Set of tasks:
[1] Answer these from the author bio below, one answer per line:
(a) What condition has left Michael legally blind?
(b) Which novella was long-listed for the Nebula Award in 2010?
(c) What are the names of Michael's two cats?
[2] Please copy from the author bio below the part that opens with the words containing "He has published" and closes with "Tabby named Llyr.".

Given text:
+ + +
Like most writers, Michael has done a variety of odd jobs over the years: actor, poet, late night disc jockey, short order cook, bassist in a rock-a-billy band, and booking agent for a puppet troupe. Michael is legally blind due to retinitis pigmentosa, and started writing seriously in 2002.
He has published three novels, two short story collections, four single-title novellas, a poetry collection, and over 90 pieces of short fiction and poetry. He has edited three anthologies. His novella, Should We Drown in Feathered Sleep, was long-listed for the Nebula Award in 2010, and his novel, Last Car to Annwn Station was named a Top Book in 2011 by Readings in Lesbian & Bisexual Women’s Fiction. Also a working actor and storyteller, he has appeared on stage in the Minnesota Fringe Festival, Tellebration!, StoryFest Minnesota, Story SlamMN, and over the air on KFAI Community Radio and Minnesota Public Radio
Michael lives in Minneapolis, Minnesota, with his wife and two very bouncy cats: a Norwegian Forest Cat named Belyn and a Tabby named Llyr.
Michael Merriam can be contacted at firstname.lastname@example.org.
PRAISE FOR MICHAEL’S WORK:
“Should We Drown in Feathered Sleep is a moving novella full of deep, emotional imagery and transcendent beauty. It is easily one of the top five stories I have read all year.” – Kenneth Mark Hoover, author of Haxan
“Last Car to Annwn Station is one of the top books in 2011.” — Readings in Lesbian & Bisexual Women’s Fiction.
+ + +
Recorded data:
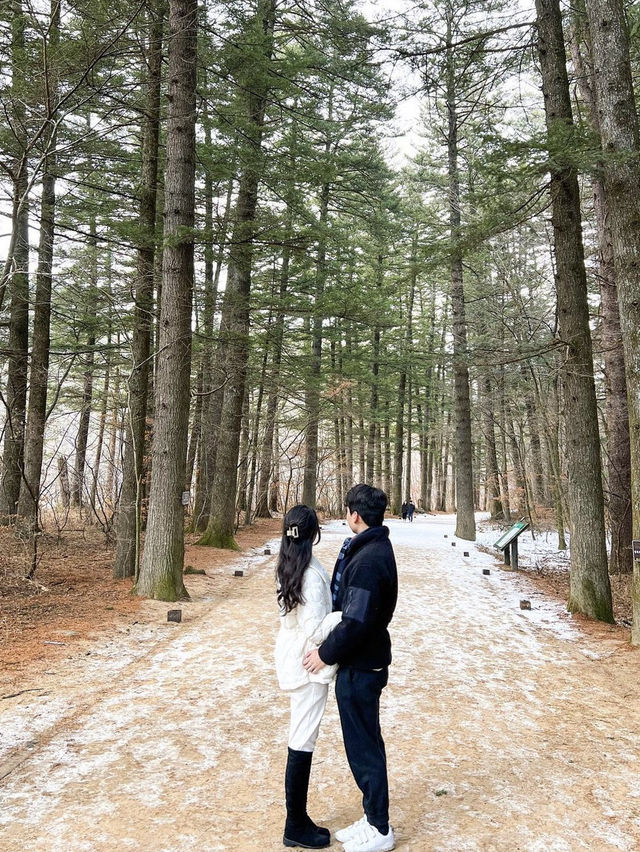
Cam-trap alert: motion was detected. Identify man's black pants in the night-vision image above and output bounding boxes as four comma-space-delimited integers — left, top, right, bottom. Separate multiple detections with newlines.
+ + +
Problem solutions:
[1]
(a) Retinitis pigmentosa
(b) Should We Drown in Feathered Sleep
(c) Belyn and Llyr

[2]
He has published three novels, two short story collections, four single-title novellas, a poetry collection, and over 90 pieces of short fiction and poetry. He has edited three anthologies. His novella, Should We Drown in Feathered Sleep, was long-listed for the Nebula Award in 2010, and his novel, Last Car to Annwn Station was named a Top Book in 2011 by Readings in Lesbian & Bisexual Women’s Fiction. Also a working actor and storyteller, he has appeared on stage in the Minnesota Fringe Festival, Tellebration!, StoryFest Minnesota, Story SlamMN, and over the air on KFAI Community Radio and Minnesota Public Radio
Michael lives in Minneapolis, Minnesota, with his wife and two very bouncy cats: a Norwegian Forest Cat named Belyn and a Tabby named Llyr.